**Kurze Aufgabe 1**
Gib bitte den folgenden Text über den Demonstrationsaufruf einer Neuköllner Männergruppe vollständig und wortgetreu wieder.

**Vorliegender Text**
„Wir müssen unserem Ärger Luft machen“

Kazim Erdogan (Foto: privat)

Kazim Erdogan (Foto: privat)

Die Geschehnisse aus der Silvesternacht in Köln ziehen viele Solidaritätsbekundungen mit den Opfern nach sich. Eine türkische Männergruppe aus Neukölln ruft zu einer Demonstration gegen sexuelle Gewalt auf. (mehr …)

Mittwoch, 13. Januar 2016

Kazim Erdogan hat genug. Die Nachrichten aus der Kölner Silvesternacht verärgern den Psychologen und Leiter des gemeinnützigen Vereins Aufbruch Neukölln e.V. „Es kann doch nicht sein, dass solche Leute sich auch noch bestätigt fühlen, wenn viel zu wenige Menschen gegen Gewaltexzesse aufstehen.“ Am Dienstag beschloss Erdogans Männergruppe, dass es nun an der Zeit sei, ein Zeichen zu setzen. „Wir müssen unserem Ärger Luft machen. Solche Taten kann und darf man nicht tolerieren.“ Um sich solidarisch zu zeigen, rufen die Männer am Samstag um 14 Uhr zu einer Demonstration gegen sexuelle Gewalt auf.

**Kurze Aufgabe 2**
Zähle, in wie vielen Textzeilen der unten folgenden Zeilen die Zeichenfolge „girl“ vorkommt, und gib nur die Zahl an.

(Zeilen aus einem Zeige-Datensatz)
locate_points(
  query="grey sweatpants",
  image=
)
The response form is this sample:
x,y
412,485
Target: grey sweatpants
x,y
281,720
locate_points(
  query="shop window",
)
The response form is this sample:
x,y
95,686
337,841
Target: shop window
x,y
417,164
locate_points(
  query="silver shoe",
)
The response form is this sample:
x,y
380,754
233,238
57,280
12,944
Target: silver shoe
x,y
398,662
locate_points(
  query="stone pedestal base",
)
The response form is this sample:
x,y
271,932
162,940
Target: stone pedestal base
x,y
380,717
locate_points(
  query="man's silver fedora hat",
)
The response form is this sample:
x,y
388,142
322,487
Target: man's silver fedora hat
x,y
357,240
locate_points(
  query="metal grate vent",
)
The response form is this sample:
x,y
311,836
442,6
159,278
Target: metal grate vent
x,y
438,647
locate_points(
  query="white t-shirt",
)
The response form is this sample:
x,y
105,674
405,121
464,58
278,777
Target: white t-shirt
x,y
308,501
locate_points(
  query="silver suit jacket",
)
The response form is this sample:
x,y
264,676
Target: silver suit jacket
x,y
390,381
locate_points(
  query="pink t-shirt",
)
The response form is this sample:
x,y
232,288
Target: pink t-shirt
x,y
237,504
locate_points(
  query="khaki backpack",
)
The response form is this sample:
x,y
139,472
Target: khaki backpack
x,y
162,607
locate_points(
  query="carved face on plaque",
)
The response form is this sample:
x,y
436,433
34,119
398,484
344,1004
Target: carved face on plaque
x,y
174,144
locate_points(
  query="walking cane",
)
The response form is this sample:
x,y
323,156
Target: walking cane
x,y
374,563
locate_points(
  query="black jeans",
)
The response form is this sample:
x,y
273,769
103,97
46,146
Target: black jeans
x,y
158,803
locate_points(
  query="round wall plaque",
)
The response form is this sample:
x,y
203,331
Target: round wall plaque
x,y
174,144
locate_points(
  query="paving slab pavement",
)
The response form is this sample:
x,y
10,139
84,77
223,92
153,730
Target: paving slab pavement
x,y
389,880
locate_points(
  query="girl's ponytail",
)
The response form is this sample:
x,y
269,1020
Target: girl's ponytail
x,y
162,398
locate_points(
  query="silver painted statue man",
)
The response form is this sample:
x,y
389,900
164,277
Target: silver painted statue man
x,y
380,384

**Lösung der Aufgabe 1**
„Wir müssen unserem Ärger Luft machen“

Kazim Erdogan (Foto: privat)

Kazim Erdogan (Foto: privat)

Die Geschehnisse aus der Silvesternacht in Köln ziehen viele Solidaritätsbekundungen mit den Opfern nach sich. Eine türkische Männergruppe aus Neukölln ruft zu einer Demonstration gegen sexuelle Gewalt auf. (mehr …)

Mittwoch, 13. Januar 2016

Kazim Erdogan hat genug. Die Nachrichten aus der Kölner Silvesternacht verärgern den Psychologen und Leiter des gemeinnützigen Vereins Aufbruch Neukölln e.V. „Es kann doch nicht sein, dass solche Leute sich auch noch bestätigt fühlen, wenn viel zu wenige Menschen gegen Gewaltexzesse aufstehen.“ Am Dienstag beschloss Erdogans Männergruppe, dass es nun an der Zeit sei, ein Zeichen zu setzen. „Wir müssen unserem Ärger Luft machen. Solche Taten kann und darf man nicht tolerieren.“ Um sich solidarisch zu zeigen, rufen die Männer am Samstag um 14 Uhr zu einer Demonstration gegen sexuelle Gewalt auf.

**Lösung der Aufgabe 2**
2